* _Written task 1_:
Return the lines of the listing that run from its start through the line containing "MULTIPOLYGON (((174 28, 169", inclusive, with nothing changed. Omit the picture markers.
————————
POSITIVE RELATIONSHIP 
                   
Dependent           Independent Variable
Variable
                    Low     Mid    High

Low                 XXX

Mid                         XXX

High                               XXX
NEGATIVE RELATIONSHIP
                  
Dependent           Independent Variable
Variable
                    Low     Mid    High

Low                                XXX

Mid                        XXX

High               XXX

Kendall’s Tau

  • Kendall’s Tau is built on the notion of like and different ordered pairs of cases, It is a measure of association that calculates the strength of the relationship between two ordinal variables.
  • Unlike Cramer’s V, Kendall’s Tau also indicates the direction of the relationship.  A positive Tau value means that as the first variable increases in value, the second variable also increases in value.  A negative Tau value means that as the first variable increases, the second decreases, and vice-versa.
  • Use Tau-b for square crosstabs (where the number of categories is same for both variables,( e.g., a 3 X 3 table, a 4 X 4, or 5 X 5).  Use Tau-c for rectangular crosstabs, where the variables have a different number of categories,( e.g., a 3 X 5 table).
  • Once again, the Tau value can be interpreted as all other measures of association

INSTRUCTIONS

  1. Using the Codebook for your chosen dataset hypothesize a relationship between two indicators measured at the ordinal level. One of the variables should be a dependent variable and the other should be the independent variable. Indicators measured at the interval level may be used as long as you recode them into ordinal variables with three to five categories. This will make the crosstab easier to interpret.
    • For example, Education (independent) explains the variation in reported income (dependent), i.e., the more educated a person is, the more his or her income .
  2. Using SPSS perform separate trial-runs of the frequency distribution for each of the variables. (i.e. Perform frequency analyses without entering any recodes or missing values).  Based on the frequency output, decide how to recode each variable (if necessary) and identify the missing values.  If the number of categories of your variable is large you may also want to combine them into 3 to 5 categories to make the crosstabulation easier to interpret.
  3. Again using SPSS perform a Crosstabulation making certain to enter the dependent variable first, followed by the independent. Remember to account for the missing values.
  4. On the /statistics subcommand specify either b-tau or c-tau to generate either “Kendall’s Tau-b” or “Kendall’s Tau-c”.
————————
* _Written task 2_:
In the text on Kendall's Tau, which version of Tau is recommended for rectangular crosstabs?
————————
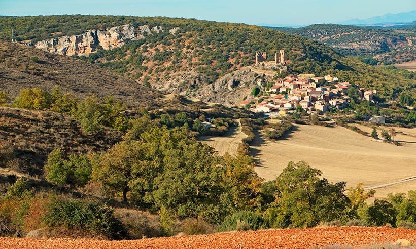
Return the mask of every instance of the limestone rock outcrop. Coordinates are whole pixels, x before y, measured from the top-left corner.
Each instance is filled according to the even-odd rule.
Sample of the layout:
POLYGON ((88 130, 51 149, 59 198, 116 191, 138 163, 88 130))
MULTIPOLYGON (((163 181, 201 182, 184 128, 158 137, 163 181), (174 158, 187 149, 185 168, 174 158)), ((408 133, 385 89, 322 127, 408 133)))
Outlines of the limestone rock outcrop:
MULTIPOLYGON (((174 28, 169 32, 175 33, 177 31, 176 28, 174 28)), ((81 34, 65 35, 27 44, 60 55, 88 56, 96 51, 99 46, 106 50, 119 48, 123 46, 127 40, 142 39, 146 33, 159 33, 163 31, 163 28, 160 26, 151 28, 145 25, 136 28, 133 25, 125 24, 109 28, 105 30, 91 30, 81 34)))

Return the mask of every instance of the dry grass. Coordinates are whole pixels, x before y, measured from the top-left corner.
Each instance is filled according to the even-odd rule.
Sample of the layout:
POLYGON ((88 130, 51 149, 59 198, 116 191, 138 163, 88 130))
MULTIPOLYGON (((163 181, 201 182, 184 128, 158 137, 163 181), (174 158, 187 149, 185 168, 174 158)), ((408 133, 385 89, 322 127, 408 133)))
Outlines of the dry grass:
————————
* _Full answer 1_:
Return the mask of every instance of the limestone rock outcrop. Coordinates are whole pixels, x before y, measured from the top-left corner.
Each instance is filled according to the even-odd rule.
Sample of the layout:
POLYGON ((88 130, 51 149, 59 198, 116 191, 138 163, 88 130))
MULTIPOLYGON (((163 181, 201 182, 184 128, 158 137, 163 181), (174 158, 187 149, 185 168, 174 158)), ((408 133, 385 89, 322 127, 408 133)))
Outlines of the limestone rock outcrop:
MULTIPOLYGON (((174 28, 169 32, 175 33, 177 31, 176 28, 174 28)), ((81 34, 65 35, 27 44, 60 55, 88 56, 96 51, 99 46, 106 50, 119 48, 123 46, 127 40, 142 39, 146 33, 159 33, 163 31, 163 28, 160 26, 151 28, 145 25, 136 28, 133 25, 125 24, 109 28, 105 30, 91 30, 81 34)))

* _Full answer 2_:
Tau-c